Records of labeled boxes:
+++

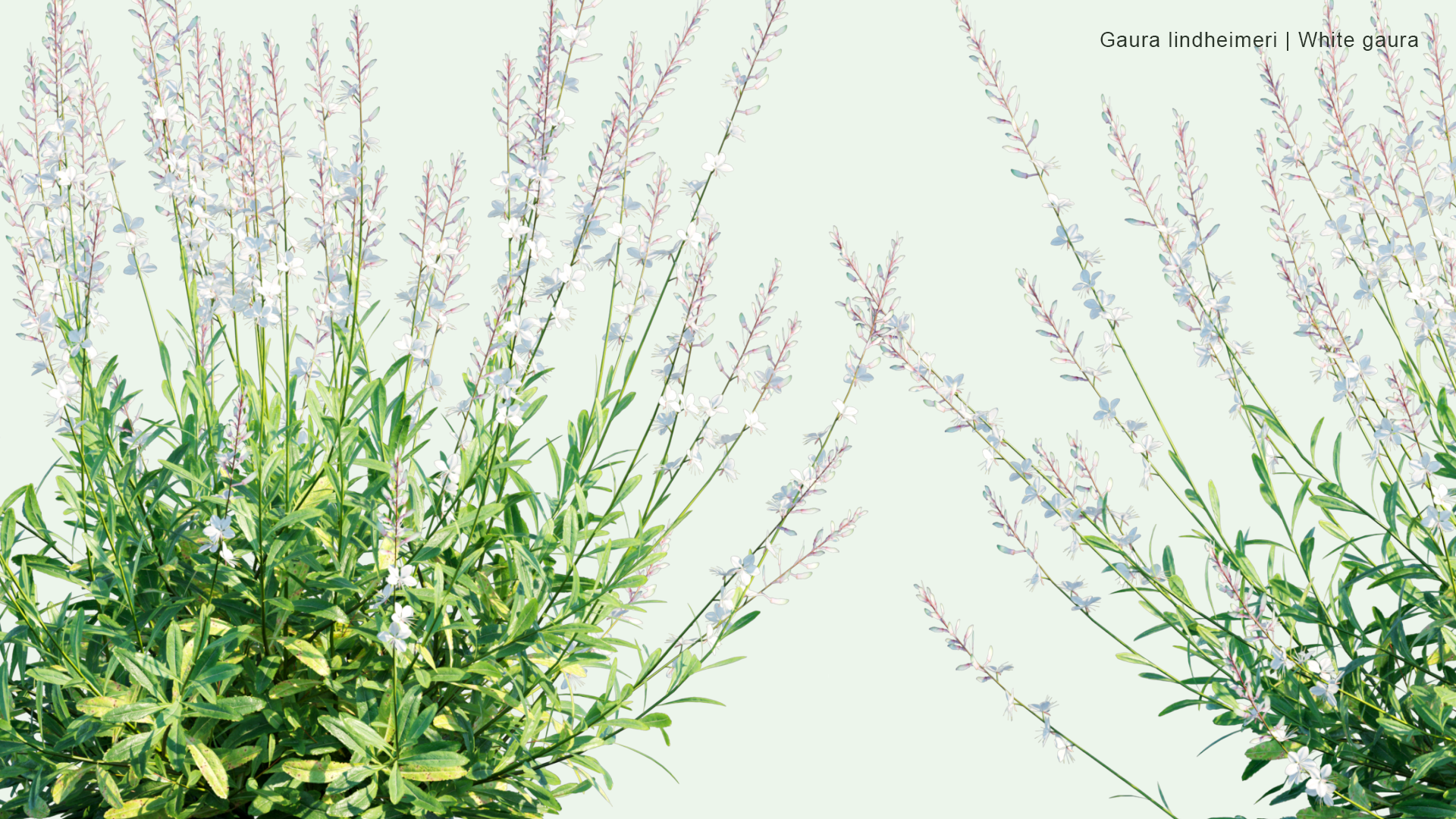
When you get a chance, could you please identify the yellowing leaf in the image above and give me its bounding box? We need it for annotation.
[187,737,228,799]
[429,711,470,733]
[105,799,152,819]
[282,759,354,784]
[76,697,121,717]
[278,637,329,676]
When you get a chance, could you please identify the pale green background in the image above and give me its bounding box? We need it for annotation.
[0,0,1426,817]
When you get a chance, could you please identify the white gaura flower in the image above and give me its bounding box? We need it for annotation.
[384,566,419,588]
[703,601,733,625]
[202,513,234,544]
[1304,765,1335,805]
[1284,748,1320,786]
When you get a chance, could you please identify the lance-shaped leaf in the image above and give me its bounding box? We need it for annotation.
[187,737,228,799]
[278,637,329,678]
[282,759,354,784]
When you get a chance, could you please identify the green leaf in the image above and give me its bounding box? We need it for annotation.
[102,693,166,723]
[278,637,329,678]
[187,737,228,799]
[282,759,354,784]
[268,679,323,699]
[1244,739,1301,761]
[719,609,763,640]
[96,765,125,808]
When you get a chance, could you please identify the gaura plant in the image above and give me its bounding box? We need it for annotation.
[834,2,1456,817]
[0,0,862,819]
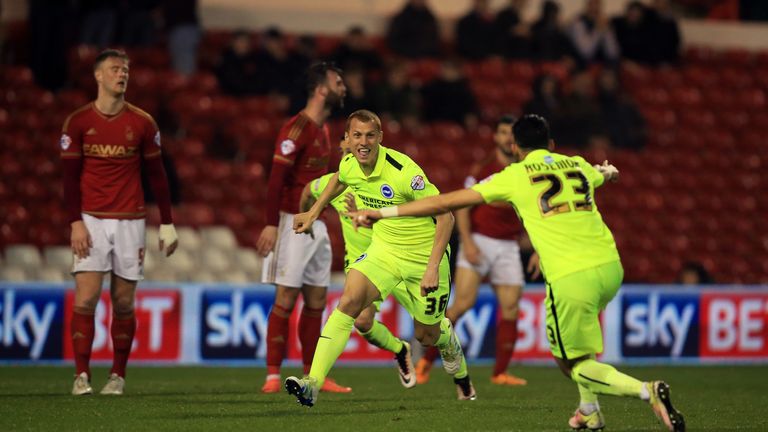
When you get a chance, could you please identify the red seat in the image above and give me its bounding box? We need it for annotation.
[720,67,754,89]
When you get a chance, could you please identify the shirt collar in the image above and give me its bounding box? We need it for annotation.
[521,149,549,162]
[360,144,387,178]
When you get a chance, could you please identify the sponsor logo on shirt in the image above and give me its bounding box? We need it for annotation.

+++

> **Given exercise**
Rewrite the rows from the line holding "When you get a chance, could you please identify the gaura" through the end of the rows, both included, and shift every bounding-box coordinate in the answers by -15. Leave the pictures out.

> **Task answer**
When you get a chance, could you please identify the gaura plant in the image above and give me its bounding box? We need it for annotation.
[819,-13,1441,802]
[-15,-15,847,804]
When you get a chance, could you please identify the red seat in the image above and give me its bounding box? We need it for annotation.
[705,52,739,74]
When you get a chance, could you please identify the shirt collar in the image above and give me its bounding box? We need it for annotation.
[506,134,534,147]
[345,129,372,163]
When you get a chance, could you please identify the sponsor logo on shirt in the image above and give me its bounding box? We need it for annotation.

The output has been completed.